### Exercise brief
Show only those lines of the entries where the string "below" is found.

[Saved entries]

--------------------

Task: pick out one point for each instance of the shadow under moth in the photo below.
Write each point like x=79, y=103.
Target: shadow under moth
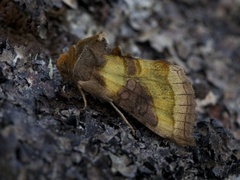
x=155, y=92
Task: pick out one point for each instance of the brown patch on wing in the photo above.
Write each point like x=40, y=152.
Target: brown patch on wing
x=134, y=99
x=130, y=66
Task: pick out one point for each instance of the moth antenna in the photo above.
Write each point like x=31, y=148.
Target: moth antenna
x=123, y=117
x=84, y=98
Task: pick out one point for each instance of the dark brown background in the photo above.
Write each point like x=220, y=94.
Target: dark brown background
x=45, y=135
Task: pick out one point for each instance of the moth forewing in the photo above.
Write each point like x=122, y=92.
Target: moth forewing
x=156, y=93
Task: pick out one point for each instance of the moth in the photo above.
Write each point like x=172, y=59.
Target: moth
x=155, y=92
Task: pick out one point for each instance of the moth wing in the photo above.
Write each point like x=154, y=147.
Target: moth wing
x=156, y=93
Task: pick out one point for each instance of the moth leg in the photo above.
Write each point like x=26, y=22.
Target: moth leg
x=84, y=98
x=123, y=117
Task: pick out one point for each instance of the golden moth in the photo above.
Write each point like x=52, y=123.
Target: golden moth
x=156, y=93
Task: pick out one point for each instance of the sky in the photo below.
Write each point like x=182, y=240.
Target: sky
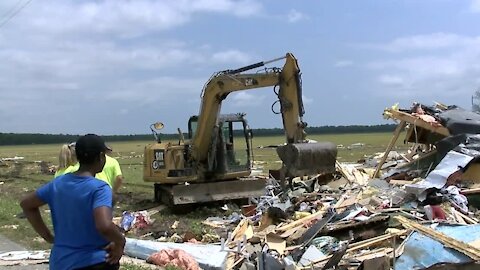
x=114, y=67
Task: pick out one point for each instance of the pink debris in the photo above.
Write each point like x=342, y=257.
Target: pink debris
x=174, y=257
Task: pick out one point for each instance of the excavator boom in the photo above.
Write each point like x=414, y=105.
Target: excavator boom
x=226, y=82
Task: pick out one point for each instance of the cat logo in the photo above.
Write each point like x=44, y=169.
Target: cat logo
x=158, y=160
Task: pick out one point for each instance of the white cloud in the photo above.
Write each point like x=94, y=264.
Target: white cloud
x=124, y=18
x=85, y=60
x=245, y=99
x=428, y=42
x=230, y=56
x=475, y=6
x=449, y=75
x=295, y=16
x=391, y=80
x=343, y=63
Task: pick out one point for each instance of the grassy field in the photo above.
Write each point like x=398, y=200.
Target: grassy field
x=18, y=178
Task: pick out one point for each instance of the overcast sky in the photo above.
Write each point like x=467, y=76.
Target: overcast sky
x=115, y=67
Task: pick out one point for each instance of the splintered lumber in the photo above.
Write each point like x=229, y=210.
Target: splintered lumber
x=406, y=117
x=447, y=241
x=471, y=191
x=394, y=139
x=375, y=240
x=301, y=221
x=345, y=173
x=466, y=218
x=360, y=245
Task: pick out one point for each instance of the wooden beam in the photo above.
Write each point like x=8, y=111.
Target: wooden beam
x=394, y=139
x=447, y=241
x=406, y=117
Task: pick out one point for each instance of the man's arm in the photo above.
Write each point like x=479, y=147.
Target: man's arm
x=105, y=226
x=117, y=183
x=31, y=208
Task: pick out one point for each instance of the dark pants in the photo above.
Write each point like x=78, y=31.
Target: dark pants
x=101, y=266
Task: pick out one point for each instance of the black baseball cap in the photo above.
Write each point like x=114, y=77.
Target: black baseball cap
x=90, y=145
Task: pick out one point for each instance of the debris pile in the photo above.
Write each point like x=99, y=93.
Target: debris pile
x=412, y=210
x=394, y=210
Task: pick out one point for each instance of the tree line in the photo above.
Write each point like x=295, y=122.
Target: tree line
x=36, y=138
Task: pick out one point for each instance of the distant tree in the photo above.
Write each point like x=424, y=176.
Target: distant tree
x=476, y=101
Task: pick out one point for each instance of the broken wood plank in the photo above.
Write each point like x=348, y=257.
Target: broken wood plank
x=394, y=139
x=301, y=221
x=406, y=117
x=358, y=247
x=400, y=182
x=470, y=191
x=447, y=241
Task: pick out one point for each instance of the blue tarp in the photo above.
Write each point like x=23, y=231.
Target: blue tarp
x=422, y=251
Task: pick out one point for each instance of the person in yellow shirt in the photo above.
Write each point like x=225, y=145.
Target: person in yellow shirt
x=111, y=173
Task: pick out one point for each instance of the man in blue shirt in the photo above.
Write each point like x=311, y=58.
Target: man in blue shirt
x=81, y=209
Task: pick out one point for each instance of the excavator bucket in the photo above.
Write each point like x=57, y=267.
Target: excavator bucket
x=308, y=158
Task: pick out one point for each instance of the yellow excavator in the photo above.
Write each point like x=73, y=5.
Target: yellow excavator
x=213, y=164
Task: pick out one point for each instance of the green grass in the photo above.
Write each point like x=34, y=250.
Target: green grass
x=137, y=195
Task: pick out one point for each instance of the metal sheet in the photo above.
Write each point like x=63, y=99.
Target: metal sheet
x=209, y=257
x=422, y=251
x=308, y=158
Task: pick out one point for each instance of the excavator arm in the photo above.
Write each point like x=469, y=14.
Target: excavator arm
x=221, y=84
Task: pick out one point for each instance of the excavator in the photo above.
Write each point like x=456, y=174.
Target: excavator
x=212, y=164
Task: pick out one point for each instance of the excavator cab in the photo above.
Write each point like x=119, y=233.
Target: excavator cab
x=230, y=149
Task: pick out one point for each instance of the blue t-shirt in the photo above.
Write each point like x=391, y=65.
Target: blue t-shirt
x=72, y=200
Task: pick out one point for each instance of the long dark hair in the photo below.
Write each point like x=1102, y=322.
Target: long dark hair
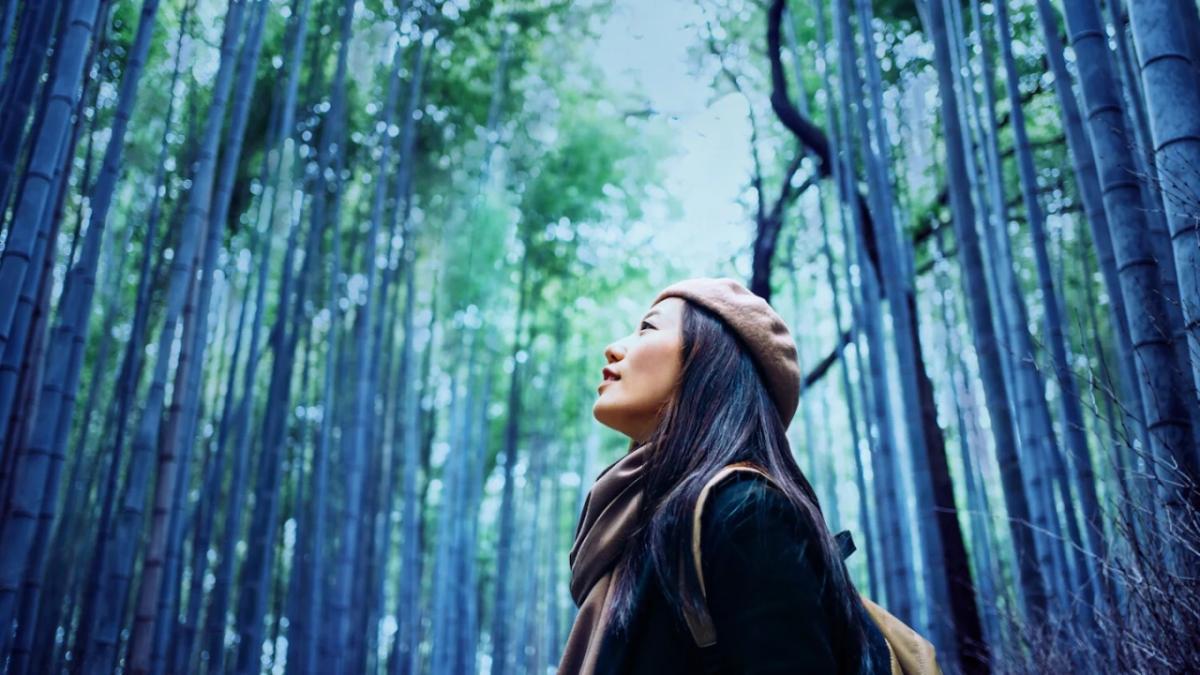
x=720, y=413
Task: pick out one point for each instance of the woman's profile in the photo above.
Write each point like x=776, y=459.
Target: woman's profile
x=709, y=378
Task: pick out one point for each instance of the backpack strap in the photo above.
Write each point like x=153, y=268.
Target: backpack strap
x=911, y=653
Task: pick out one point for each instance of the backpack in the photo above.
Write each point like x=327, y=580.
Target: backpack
x=910, y=653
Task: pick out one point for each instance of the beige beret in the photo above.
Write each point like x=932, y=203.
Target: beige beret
x=760, y=328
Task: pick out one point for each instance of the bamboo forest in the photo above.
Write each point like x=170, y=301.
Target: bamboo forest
x=304, y=305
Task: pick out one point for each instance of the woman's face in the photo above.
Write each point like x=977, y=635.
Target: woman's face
x=642, y=372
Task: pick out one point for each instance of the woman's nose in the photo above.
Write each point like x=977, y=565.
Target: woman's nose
x=613, y=352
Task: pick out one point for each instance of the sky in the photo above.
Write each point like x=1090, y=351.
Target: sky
x=643, y=46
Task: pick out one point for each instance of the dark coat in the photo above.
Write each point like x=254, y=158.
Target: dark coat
x=763, y=578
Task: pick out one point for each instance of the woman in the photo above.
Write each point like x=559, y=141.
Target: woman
x=709, y=378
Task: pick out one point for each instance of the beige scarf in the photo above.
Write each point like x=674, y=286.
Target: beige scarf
x=609, y=518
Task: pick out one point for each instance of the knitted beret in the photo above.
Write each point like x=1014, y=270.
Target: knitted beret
x=760, y=328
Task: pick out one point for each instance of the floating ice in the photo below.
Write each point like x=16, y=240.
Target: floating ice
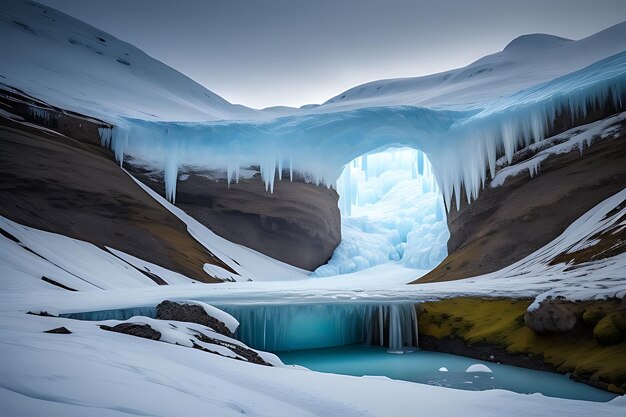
x=479, y=367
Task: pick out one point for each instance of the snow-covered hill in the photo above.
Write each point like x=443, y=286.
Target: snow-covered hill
x=74, y=66
x=526, y=61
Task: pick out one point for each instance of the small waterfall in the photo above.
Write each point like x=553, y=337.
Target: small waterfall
x=287, y=327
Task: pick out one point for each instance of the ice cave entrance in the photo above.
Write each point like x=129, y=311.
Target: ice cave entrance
x=391, y=211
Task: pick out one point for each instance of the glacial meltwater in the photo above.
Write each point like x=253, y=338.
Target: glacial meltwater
x=424, y=367
x=366, y=338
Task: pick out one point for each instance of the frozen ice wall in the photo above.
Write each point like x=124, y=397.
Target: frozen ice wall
x=392, y=210
x=463, y=142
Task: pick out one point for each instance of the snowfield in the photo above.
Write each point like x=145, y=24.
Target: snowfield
x=462, y=119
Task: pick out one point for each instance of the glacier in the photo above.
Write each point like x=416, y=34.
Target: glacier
x=462, y=143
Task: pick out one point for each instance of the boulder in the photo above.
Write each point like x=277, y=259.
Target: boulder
x=192, y=313
x=139, y=330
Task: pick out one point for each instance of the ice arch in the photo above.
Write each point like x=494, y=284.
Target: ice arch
x=391, y=210
x=462, y=142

--------------------

### Solution for this exercise
Task: pick out one point for each instance of the shadow under moth in the photo below.
Task: pick out one point for each instance of the sky in the photo below.
Task: pick out one point for each instance of the long dark hair in the photo below.
Task: pick out one point for each instance of the floating ice in the photo below.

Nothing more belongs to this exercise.